Article →

'''

Income stocks, don’t you just love ’em? The very best yield 5%, 6% or 7% a year, which is tremendous given that the average savings account pays just 0.53%. They also offer the opportunity for capital growth if stock markets rise, plus further growth from reinvesting your dividends.
It’s when you stop working that dividend stocks really come into their own. While the basic State Pension pays an income of just £8,546 a year, the sky’s the limit if you build a balanced portfolio of income generating stocks.
And the winner is…
One of my favourite FTSE 100 income stocks is Lloyds Banking Group (LSE: LLOY) and I’m not alone in my admiration. It was the single most bought share in the first six months of this year, according to The Share Centre. Clearly, a lot of other people like Lloyds too, and with good reason.
The bank is steadily putting its past mis-selling misdemeanours behind it, including a whopping £19bn in PPI provisions, and tidying itself up for the future. It recently posted a 7% rise in underlying half-year profits to £4.23bn, while its net interest margins improved to 2.93%. The bank’s core equity tier, one ratio which measures balance sheet strength, has hit a healthy 15.1%.
Brexit stage left
As with every stock, there are potential dangers. Brexit is one worry, amid growing talk of no deal. Lloyds has a relentless focus on the domestic UK economy and if savers, borrowers and small businesses feel the squeeze, so will the bank’s margins, while bad debts and impairments could rise.
The stock has struggled to make headway since the financial crisis. Right now, it trades at just 61p. As my Foolish colleague Roland Head points out, that’s well below the 200p it touched before the financial crisis. It has a long way to go to recover that lost ground, so beware of yet another false start.

'''

Task requirements →
1. Transcribe the passage of the article on income stocks from "Income stocks, don’t" up to and including "with good reason.".
2. According to the article on income stocks, by what percentage did Lloyds Banking Group's underlying half-year profits rise, and to what amount?

Listed records →

'''

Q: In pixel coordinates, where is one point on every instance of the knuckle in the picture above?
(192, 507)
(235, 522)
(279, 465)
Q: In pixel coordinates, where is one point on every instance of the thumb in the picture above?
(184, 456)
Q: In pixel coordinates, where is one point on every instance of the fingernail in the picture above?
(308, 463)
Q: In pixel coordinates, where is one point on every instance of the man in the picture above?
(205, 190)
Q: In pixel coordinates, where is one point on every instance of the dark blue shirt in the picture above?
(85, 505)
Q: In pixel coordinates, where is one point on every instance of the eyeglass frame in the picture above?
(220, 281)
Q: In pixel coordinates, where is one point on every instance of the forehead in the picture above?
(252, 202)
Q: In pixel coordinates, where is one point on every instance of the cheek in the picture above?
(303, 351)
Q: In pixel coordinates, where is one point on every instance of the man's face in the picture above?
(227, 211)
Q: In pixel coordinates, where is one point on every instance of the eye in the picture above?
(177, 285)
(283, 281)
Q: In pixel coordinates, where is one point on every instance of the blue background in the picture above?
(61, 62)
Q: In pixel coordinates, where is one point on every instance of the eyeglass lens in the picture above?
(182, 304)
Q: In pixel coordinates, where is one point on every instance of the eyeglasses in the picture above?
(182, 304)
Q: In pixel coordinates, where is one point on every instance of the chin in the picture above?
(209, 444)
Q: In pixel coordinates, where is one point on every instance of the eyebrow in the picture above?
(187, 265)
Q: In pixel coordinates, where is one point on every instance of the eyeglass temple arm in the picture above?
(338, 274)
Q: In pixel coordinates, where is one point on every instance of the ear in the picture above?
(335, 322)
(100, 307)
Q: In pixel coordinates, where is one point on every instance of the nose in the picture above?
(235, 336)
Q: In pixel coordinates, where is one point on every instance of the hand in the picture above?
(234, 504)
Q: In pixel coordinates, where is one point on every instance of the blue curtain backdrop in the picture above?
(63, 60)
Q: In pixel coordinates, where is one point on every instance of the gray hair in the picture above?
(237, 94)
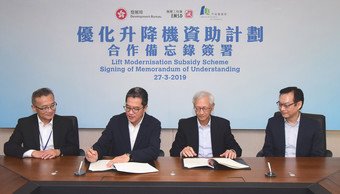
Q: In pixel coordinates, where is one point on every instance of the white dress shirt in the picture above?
(291, 133)
(133, 131)
(45, 137)
(204, 140)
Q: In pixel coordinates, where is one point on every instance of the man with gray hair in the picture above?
(204, 135)
(45, 134)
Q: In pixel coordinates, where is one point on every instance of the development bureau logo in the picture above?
(121, 14)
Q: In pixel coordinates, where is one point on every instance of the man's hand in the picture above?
(46, 154)
(229, 154)
(119, 159)
(188, 152)
(91, 155)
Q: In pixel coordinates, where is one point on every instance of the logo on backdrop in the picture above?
(121, 14)
(189, 13)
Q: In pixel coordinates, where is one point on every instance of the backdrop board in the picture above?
(92, 52)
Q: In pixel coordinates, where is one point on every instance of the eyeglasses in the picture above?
(284, 105)
(204, 109)
(134, 109)
(53, 106)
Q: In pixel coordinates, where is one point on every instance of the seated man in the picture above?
(130, 136)
(204, 135)
(43, 135)
(292, 134)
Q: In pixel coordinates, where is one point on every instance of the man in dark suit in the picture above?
(204, 135)
(43, 135)
(130, 136)
(292, 134)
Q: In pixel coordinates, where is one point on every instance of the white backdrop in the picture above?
(76, 48)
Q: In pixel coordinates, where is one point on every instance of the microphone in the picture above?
(80, 171)
(270, 173)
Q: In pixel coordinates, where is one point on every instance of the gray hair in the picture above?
(202, 94)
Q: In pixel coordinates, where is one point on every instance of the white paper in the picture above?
(135, 167)
(196, 162)
(201, 162)
(100, 165)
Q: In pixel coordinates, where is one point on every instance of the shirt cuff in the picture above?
(28, 154)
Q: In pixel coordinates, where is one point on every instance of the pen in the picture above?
(270, 169)
(80, 165)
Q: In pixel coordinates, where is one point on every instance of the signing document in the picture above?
(129, 167)
(213, 163)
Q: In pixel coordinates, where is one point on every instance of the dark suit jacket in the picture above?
(310, 140)
(26, 136)
(115, 139)
(221, 137)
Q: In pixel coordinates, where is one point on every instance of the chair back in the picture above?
(321, 119)
(76, 129)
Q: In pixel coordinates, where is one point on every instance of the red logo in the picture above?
(121, 14)
(189, 13)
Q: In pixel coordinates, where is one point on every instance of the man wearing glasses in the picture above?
(204, 135)
(130, 136)
(292, 134)
(43, 135)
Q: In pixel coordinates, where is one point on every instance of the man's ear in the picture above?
(34, 109)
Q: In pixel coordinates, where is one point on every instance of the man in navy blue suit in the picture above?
(205, 135)
(292, 134)
(130, 136)
(43, 135)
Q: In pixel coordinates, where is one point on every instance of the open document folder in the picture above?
(215, 163)
(130, 167)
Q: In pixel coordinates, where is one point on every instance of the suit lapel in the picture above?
(300, 138)
(142, 128)
(36, 133)
(56, 127)
(281, 133)
(195, 134)
(125, 131)
(213, 134)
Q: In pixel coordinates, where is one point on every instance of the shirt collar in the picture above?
(42, 123)
(295, 124)
(201, 126)
(140, 122)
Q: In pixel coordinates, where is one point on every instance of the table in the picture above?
(294, 175)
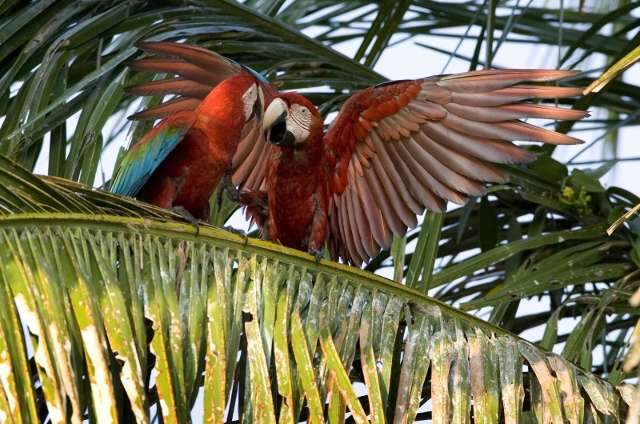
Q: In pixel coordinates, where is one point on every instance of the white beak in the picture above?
(277, 108)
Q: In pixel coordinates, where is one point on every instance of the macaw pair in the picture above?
(392, 151)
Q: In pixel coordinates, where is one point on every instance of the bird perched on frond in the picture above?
(394, 150)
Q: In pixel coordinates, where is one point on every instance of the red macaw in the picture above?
(394, 150)
(213, 130)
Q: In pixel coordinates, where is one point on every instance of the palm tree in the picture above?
(114, 310)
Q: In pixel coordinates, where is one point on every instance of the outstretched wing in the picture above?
(404, 146)
(141, 161)
(198, 71)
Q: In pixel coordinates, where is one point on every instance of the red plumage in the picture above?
(213, 130)
(192, 171)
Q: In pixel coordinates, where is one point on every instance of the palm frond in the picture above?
(126, 312)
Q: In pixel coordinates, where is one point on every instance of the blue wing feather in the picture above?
(141, 161)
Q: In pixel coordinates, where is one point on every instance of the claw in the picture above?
(317, 253)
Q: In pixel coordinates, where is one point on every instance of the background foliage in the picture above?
(531, 257)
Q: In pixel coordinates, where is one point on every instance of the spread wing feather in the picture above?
(198, 71)
(405, 146)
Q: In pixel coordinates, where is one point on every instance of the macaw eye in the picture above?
(301, 115)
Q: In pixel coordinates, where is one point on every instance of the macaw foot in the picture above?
(318, 254)
(232, 191)
(187, 216)
(238, 232)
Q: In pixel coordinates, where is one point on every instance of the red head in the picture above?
(291, 120)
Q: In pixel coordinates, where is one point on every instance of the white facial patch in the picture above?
(249, 99)
(299, 122)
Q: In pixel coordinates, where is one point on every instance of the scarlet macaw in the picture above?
(394, 150)
(213, 130)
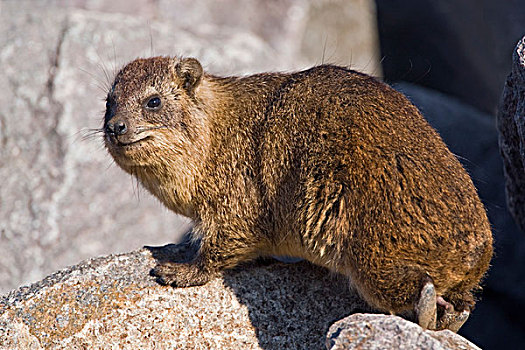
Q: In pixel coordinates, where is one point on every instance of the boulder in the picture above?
(473, 137)
(459, 47)
(511, 126)
(112, 302)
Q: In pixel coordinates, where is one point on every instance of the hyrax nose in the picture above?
(116, 128)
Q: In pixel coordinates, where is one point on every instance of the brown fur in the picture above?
(326, 164)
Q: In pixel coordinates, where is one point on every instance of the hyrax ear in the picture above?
(189, 71)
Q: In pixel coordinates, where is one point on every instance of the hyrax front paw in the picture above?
(180, 274)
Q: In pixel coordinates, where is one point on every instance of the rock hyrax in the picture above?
(326, 164)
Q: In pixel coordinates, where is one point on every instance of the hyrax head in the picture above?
(149, 110)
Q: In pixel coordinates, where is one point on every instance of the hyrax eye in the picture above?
(154, 103)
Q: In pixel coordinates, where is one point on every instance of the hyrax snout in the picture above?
(326, 164)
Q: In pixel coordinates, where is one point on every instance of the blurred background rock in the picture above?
(62, 199)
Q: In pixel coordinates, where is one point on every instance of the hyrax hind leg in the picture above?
(427, 311)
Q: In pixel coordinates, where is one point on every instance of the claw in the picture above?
(426, 308)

'''

Results of the tasks →
1.
Income stocks, don’t you just love ’em? The very best yield 5%, 6% or 7% a year, which is tremendous given that the average savings account pays just 0.53%. They also offer the opportunity for capital growth if stock markets rise, plus further growth from reinvesting your dividends.
It’s when you stop working that dividend stocks really come into their own. While the basic State Pension pays an income of just £8,546 a year, the sky’s the limit if you build a balanced portfolio of income generating stocks.
And the winner is…
One of my favourite FTSE 100 income stocks is Lloyds Banking Group (LSE: LLOY) and I’m not alone in my admiration. It was the single most bought share in the first six months of this year, according to The Share Centre. Clearly, a lot of other people like Lloyds too, and with good reason.

2. They rose by 7% to £4.23bn.